* **GIVEN TEXT**:
▬▬▬

To access the ability of CRISPR/Cas for genome editing identification of sgRNA adjacent to NGG PAM motif is the first step. For which several Insilco tools i.e. GT-Scan³⁰, CRISPRdirect³¹, SSFinder³² and E-CRISPR³³ have been developed. These tools although identify putative sgRNAs in a genome but does not predict their editing efficiency. Subsequently, focus shifted on to develop such algorithms, which can predict the actual efficiency of sgRNA.

A few tools have been developed to design active sgRNAs but on different platforms. For example, sgRNAdesigner³⁶ is a method in which authors have constructed predictive models to calculate activity of sgRNAs against 6 human and 3 mice genes. By utilizing their dataset (1841) we developed SVM models and achieved better accuracy and MCC of 97.28% and 0.95 respectively (Table 3, Supplementary Table S1). Later on, Wong et al. developed another webserver WU-CRISPR³⁷ using same dataset with AUC of 0.92. Our geCRISPRc method performed better with AUC of 0.99 even in comparison to WU-CRISPR. In another study, Chari et al.³⁸ have also analyzed sequence features to identify sgRNA activity of ~1400 genes of human and mice with accuracy of 73.2% (Cas9_sp) and 81.5% (Cas9_st1). Again on the same dataset (Cas9_sp 279, Cas9_st1171), we obtained comparatively better results with an accuracy of 76.7% and 83.44% correspondingly (Table 3, Supplementary Tables S2–3). Finally, we compiled diverse dataset of sgRNAs from different platforms in geCRISPRc and managed a better performance with an accuracy and MCC of 81.17% and 0.75 respectively (Table 3).

Simultaneously, Mateos et al. have developed CRISPRScan³⁹ a regression based method for predicting actual efficiency of an sgRNA instead of just classifying it as either effective or non-effective. This tool was developed using in-house 1020 sgRNAs against 128 genes of Danio rerio and attained a correlation of 0.45 on training dataset. We have exploited this dataset also and developed a regressive model that attained similar performance. Contrary to this, our geCRISPRr algorithm based on larger dataset (3619) achieved far better performance with PCC of 0.68 (Table 4, Supplementary Table S4).

We have also cross checked the performance of earlier predictive models (developed on a particular dataset) on another experimental sgRNA dataset. We observed that predictors which are made on similar platforms performed well on each other but they did not achieve better results otherwise. Therefore, there is an irresistible need to develop algorithms using sgRNA datasets from diverse experimental conditions. Here, we attempted to develop generalized predictive SVM models that works on heterogeneous data of experimental sgRNAs in both classification and regression mode.

▬▬▬

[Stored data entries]
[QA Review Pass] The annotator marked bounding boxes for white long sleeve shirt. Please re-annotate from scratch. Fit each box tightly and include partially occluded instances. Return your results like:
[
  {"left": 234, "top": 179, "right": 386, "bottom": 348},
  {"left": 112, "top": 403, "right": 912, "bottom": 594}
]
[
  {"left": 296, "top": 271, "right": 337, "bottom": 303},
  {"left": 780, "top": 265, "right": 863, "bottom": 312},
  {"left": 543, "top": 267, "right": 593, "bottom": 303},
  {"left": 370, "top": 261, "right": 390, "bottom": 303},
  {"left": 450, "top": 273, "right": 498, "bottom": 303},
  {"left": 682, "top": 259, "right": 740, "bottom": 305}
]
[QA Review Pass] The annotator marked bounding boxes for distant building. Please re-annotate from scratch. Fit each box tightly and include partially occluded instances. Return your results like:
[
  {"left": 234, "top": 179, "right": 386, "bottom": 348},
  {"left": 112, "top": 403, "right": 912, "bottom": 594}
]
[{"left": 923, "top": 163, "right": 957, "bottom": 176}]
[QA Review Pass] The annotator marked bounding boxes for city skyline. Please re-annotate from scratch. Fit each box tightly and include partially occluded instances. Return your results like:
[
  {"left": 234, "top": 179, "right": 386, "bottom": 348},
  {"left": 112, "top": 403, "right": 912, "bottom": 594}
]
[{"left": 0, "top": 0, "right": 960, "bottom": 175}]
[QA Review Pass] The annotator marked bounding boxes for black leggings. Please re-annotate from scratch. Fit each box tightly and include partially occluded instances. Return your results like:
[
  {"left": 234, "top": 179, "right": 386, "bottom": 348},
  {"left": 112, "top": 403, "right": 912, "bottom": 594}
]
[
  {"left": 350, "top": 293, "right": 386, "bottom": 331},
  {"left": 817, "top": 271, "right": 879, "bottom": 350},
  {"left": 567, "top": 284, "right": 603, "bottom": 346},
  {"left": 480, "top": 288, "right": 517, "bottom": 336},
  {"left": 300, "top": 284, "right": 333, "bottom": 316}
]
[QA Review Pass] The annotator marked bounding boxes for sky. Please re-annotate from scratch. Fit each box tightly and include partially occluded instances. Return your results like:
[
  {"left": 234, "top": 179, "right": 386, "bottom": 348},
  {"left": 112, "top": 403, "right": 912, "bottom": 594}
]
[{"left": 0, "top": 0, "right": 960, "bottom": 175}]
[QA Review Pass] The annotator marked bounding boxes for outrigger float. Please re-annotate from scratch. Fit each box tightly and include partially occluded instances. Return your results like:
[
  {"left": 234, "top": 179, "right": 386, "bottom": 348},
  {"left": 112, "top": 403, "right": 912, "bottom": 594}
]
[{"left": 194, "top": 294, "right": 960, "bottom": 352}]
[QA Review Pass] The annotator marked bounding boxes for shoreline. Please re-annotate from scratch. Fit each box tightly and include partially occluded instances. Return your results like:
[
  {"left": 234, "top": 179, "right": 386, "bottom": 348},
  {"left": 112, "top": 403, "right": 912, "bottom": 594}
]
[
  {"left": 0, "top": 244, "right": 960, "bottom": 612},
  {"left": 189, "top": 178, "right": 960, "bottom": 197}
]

▬▬▬

* **WORK REQUEST 1**: Using the sgRNA prediction text above, decide whether each statement agrees with it: (a) GT-Scan, CRISPRdirect, SSFinder and E-CRISPR predict the editing efficiency of the sgRNAs they find; (b) the geCRISPRr algorithm reached a PCC of 0.68; (c) CRISPRScan was built with sgRNAs against genes of Danio rerio. For each one, answer yes or no and quote the words from the text that decide it.
* **WORK REQUEST 2**: Carry on the sgRNA prediction text above, starting right after its last sentence.

* **ANSWER BOX 1**:
(a) No: "These tools although identify putative sgRNAs in a genome but does not predict their editing efficiency."
(b) Yes: "our geCRISPRr algorithm based on larger dataset (3619) achieved far better performance with PCC of 0.68"
(c) Yes: "This tool was developed using in-house 1020 sgRNAs against 128 genes of Danio rerio"

* **ANSWER BOX 2**:
For ge-CRISPR, we have exploited various sgRNA sequence features like compositional profile, binary profile, thermodynamic properties, secondary structure and their hybrids. Amongst these binary features performed best followed by thermodynamic and compositional profile, whereas secondary structure did not achieved satisfactory results. Moreover, hybrid features achieved similar performance to that of binary. Of the binary features explored, 1-degree binary have shown highest accuracy and correlation. It could be attributed to the fact that in 1-degree binary both composition and neighbouring residue positions are taken into account simultaneously. Similar observations of binary features have also been reported by others.

Apart from the development of SVM based predictions these models have been integrated into a user-friendly web server i.e. “ge-CRISPR”. It works in a pipeline like it firstly scan genomes on the basis of “NGG” motif and extract 20 nucleotides upstream to this motif. This will limit off target upto some extent as unique 20 nucleotides target sequence and NGG will not occur more likely on other locations of the genome. After extraction of all possible sgRNAs another algorithm geCRISPRc will differentiate these sgRNAs into high and low potency along with its GC content and start-end position in the genome. geCRISPRr will allow users to have quantitative estimate of an individual sgRNA by calculating its efficiency in range of 0–100%. Additionally, off target tool is also incorporated to further know off targets associated with sgRNA in the seed region or in complete sgRNA if any. This integrated pipeline will surely help to have highly active sgRNA for intended targeting of genomes prior to experimental validation.

Future developments and conclusion

We will further update our algorithm to increase its predictive potential once enough data accumulates. It would be interesting in future to explore the role of other features like dynamical modeling or spatial effects^44,45,46 etc. to analyze activity of sgRNAs. For example Sciabola et al. have used 3D structural information of siRNA duplex as a descriptor to determine the activity of siRNA⁴⁷. Lu et al. have also developed a tool to explore and annotate 3D structures of molecules like viral tRNA mimic, SAM-1 riboswitch, Cas9-sgRNA-DNA etc.⁴⁸.

The performance of ge-CRISPR pipeline is better than earlier methods as it holds potential to predict both quantitative and qualitative efficiencies of sgRNAs for diverse organisms. We foresee that this integrated pipeline will help the scientific community in accelerating CRISPR based genome editing and therapeutics.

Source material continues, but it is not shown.